Data extract:
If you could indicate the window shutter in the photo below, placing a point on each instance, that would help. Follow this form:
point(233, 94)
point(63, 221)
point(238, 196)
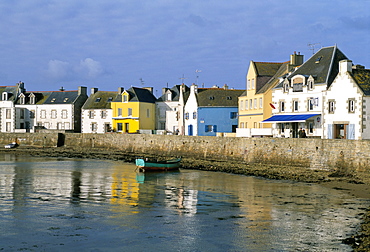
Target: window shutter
point(330, 131)
point(351, 131)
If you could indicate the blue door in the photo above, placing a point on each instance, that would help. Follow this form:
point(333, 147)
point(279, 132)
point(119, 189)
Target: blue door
point(190, 130)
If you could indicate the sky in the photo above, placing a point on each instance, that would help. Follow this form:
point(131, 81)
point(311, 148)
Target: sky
point(49, 44)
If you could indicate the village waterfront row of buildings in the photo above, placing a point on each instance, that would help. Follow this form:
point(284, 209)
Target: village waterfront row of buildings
point(327, 95)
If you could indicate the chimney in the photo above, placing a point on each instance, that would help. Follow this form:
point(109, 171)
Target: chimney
point(345, 66)
point(296, 59)
point(94, 90)
point(82, 90)
point(120, 90)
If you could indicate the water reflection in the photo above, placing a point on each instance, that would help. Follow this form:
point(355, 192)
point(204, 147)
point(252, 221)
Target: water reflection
point(104, 202)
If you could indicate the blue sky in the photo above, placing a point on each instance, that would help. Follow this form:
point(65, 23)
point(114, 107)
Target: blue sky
point(110, 43)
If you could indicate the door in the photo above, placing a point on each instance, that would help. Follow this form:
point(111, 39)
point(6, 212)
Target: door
point(190, 130)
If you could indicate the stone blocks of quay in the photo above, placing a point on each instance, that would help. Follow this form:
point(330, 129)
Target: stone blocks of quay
point(318, 154)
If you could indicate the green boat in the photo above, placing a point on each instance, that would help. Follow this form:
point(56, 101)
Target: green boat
point(166, 165)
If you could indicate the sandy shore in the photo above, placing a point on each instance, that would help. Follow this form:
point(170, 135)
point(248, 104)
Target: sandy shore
point(357, 185)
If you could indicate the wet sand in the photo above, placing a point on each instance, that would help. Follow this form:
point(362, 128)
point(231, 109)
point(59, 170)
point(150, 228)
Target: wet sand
point(357, 185)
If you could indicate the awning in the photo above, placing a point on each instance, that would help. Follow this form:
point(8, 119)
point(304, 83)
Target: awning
point(289, 118)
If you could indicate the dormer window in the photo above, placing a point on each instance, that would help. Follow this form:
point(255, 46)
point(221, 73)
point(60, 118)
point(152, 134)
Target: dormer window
point(4, 96)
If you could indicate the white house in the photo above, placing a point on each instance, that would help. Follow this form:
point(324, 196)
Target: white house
point(54, 110)
point(346, 113)
point(298, 100)
point(169, 109)
point(97, 112)
point(8, 99)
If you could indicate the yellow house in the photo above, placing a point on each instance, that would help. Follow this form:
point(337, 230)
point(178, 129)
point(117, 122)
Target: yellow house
point(255, 105)
point(134, 110)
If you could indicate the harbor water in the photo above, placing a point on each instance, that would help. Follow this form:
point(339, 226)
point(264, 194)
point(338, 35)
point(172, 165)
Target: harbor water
point(50, 204)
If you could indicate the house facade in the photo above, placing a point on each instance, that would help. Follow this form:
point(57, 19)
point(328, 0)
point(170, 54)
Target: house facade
point(134, 110)
point(54, 110)
point(255, 105)
point(345, 113)
point(209, 111)
point(97, 112)
point(298, 99)
point(169, 109)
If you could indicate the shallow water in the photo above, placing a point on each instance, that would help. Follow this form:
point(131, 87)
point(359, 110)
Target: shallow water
point(49, 204)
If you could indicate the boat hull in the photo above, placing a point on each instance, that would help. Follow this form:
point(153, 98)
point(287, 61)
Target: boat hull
point(172, 164)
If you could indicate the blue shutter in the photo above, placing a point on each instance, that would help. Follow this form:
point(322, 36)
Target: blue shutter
point(351, 131)
point(330, 131)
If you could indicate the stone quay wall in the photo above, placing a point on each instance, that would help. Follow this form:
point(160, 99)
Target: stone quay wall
point(318, 154)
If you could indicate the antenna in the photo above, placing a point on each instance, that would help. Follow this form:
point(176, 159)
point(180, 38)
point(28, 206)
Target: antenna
point(142, 82)
point(312, 46)
point(197, 71)
point(182, 79)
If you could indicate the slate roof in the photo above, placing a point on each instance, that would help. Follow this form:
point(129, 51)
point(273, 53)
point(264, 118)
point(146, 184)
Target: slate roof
point(218, 97)
point(101, 100)
point(284, 69)
point(362, 77)
point(323, 65)
point(138, 95)
point(11, 90)
point(175, 90)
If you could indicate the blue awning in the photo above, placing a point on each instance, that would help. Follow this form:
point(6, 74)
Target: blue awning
point(289, 118)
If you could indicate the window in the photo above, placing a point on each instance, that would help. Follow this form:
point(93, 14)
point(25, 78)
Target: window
point(91, 114)
point(282, 106)
point(64, 113)
point(119, 126)
point(298, 85)
point(53, 114)
point(295, 105)
point(351, 105)
point(311, 104)
point(331, 106)
point(94, 127)
point(8, 114)
point(43, 114)
point(211, 128)
point(103, 114)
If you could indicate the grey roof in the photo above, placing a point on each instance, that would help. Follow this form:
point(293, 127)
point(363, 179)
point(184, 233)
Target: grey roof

Task details:
Copy out all the records above with every "Follow this form" swapped for "Use this format" and nothing else altered. Leave the pictures out.

Final result:
If you could indicate the window shutter in the photo below, placing a point on each instance, that would help. Use this format:
point(233, 94)
point(63, 221)
point(238, 196)
Target: window shutter
point(330, 131)
point(351, 131)
If you could indicate the blue door in the photo above, placing a point on each instance, that would help. Use this format:
point(333, 147)
point(279, 132)
point(119, 189)
Target: blue door
point(190, 130)
If you could indicate the sky in the photo above, placing a point on each instance, that would help. Use this format:
point(131, 81)
point(311, 148)
Target: sky
point(49, 44)
If you could indicate the village waterfront row of buildings in the photo above, placing a point on each instance, that would help. Use this format:
point(284, 209)
Target: village waterfront row of buildings
point(327, 95)
If you could indicate the chimney in the photo above, placing a point on each instance, that would help. Use this format:
point(109, 171)
Target: chimney
point(345, 66)
point(296, 59)
point(94, 90)
point(82, 90)
point(120, 90)
If you could indicate the water reflection in the photo above, placing a point on each instance, that would help. Use this format:
point(355, 192)
point(204, 147)
point(252, 221)
Target: water reflection
point(104, 202)
If you could indicate the blue sky in the photo above, placing a point on each instance, that would help. Use this format:
point(65, 23)
point(114, 107)
Target: blue sky
point(110, 43)
If you could indicate the door in the photo above, placing a point on each instance, that would help. Use this format:
point(111, 39)
point(6, 212)
Target: door
point(190, 130)
If you could indicate the stone blocks of quay in the photo above, placing a point on each instance, that would help. Use this format:
point(330, 129)
Target: stone blocks of quay
point(318, 154)
If you could indicate the green boat in the photo above, placing a point on each instance, that would help. Use this format:
point(56, 101)
Target: green boat
point(166, 165)
If you could indicate the sandy shore in the photo above, placing a point on each instance, that would help. Use this format:
point(170, 135)
point(248, 104)
Target: sandy shore
point(357, 185)
If you could indicate the wet sand in the photo above, placing a point on each instance, that would help. Use this format:
point(362, 128)
point(231, 109)
point(59, 170)
point(150, 228)
Target: wet sand
point(357, 185)
If you could indicate the awning in the photo above, placing a point on each instance, that would help. Use this format:
point(8, 119)
point(304, 83)
Target: awning
point(289, 118)
If you could indicate the dormer window in the photo above, placing a point on each instance, that would help. Use this format:
point(255, 46)
point(221, 73)
point(60, 118)
point(152, 134)
Target: dormer window
point(4, 96)
If you could indicate the white house in the photo above, placing a point on each instance, that would help. Use this format:
point(324, 196)
Target: white house
point(54, 110)
point(346, 113)
point(298, 100)
point(169, 109)
point(97, 112)
point(8, 99)
If you could indicate the yellow house in the photo above, placing a point on each instance, that would help. Use this format:
point(337, 230)
point(178, 129)
point(117, 122)
Target: yellow house
point(255, 105)
point(134, 110)
If you could indicate the harbor water in the photo above, placing a point on each instance, that would help. Use this format:
point(339, 226)
point(264, 194)
point(338, 35)
point(172, 165)
Target: harbor water
point(50, 204)
If you could indicate the house facade in the photo above, placing a point on each instance, that would help. Use this format:
point(57, 19)
point(328, 0)
point(170, 54)
Target: house facade
point(134, 110)
point(54, 110)
point(255, 105)
point(345, 113)
point(209, 111)
point(97, 112)
point(298, 99)
point(169, 109)
If you could indicate the shallow water in the photo above, placing a point on each instance, that would help. Use this format:
point(131, 87)
point(359, 110)
Target: shallow water
point(49, 204)
If you could indicate the boat hull in the photo above, placing a point on each instance, that would help. Use this format:
point(153, 98)
point(287, 61)
Target: boat hull
point(172, 164)
If you could indicate the blue shutter in the photo above, placing a point on each instance, that would help. Use this format:
point(322, 36)
Target: blue shutter
point(351, 131)
point(330, 131)
If you could indicate the stone quay wall in the photo above, placing a point on each instance, that would help. Use this format:
point(160, 99)
Target: stone quay wall
point(318, 154)
If you could indicate the antenna in the photo above, placing a point on each instance, that would help. Use this format:
point(176, 159)
point(180, 38)
point(28, 206)
Target: antenna
point(142, 82)
point(312, 46)
point(197, 71)
point(182, 79)
If you could indicate the slate roof in the photo above, placing a point on each instance, that would help. Use this format:
point(129, 51)
point(273, 53)
point(264, 118)
point(146, 184)
Target: slate roof
point(218, 97)
point(101, 100)
point(284, 69)
point(362, 77)
point(323, 65)
point(138, 95)
point(11, 90)
point(175, 90)
If you could indicate the blue awning in the photo above, placing a point on each instance, that would help. Use this format:
point(6, 74)
Target: blue awning
point(289, 118)
If you could indicate the window in the photo above, placing a point on each instance, that would help. Use this format:
point(93, 14)
point(25, 78)
Target: window
point(91, 114)
point(282, 106)
point(64, 113)
point(119, 126)
point(298, 85)
point(53, 114)
point(295, 105)
point(351, 105)
point(311, 104)
point(331, 106)
point(94, 127)
point(8, 114)
point(43, 114)
point(211, 128)
point(103, 114)
If you could indicate the grey roof in the photo above, placing a point on each instance, that would help. Use this format:
point(293, 127)
point(363, 179)
point(184, 233)
Target: grey roof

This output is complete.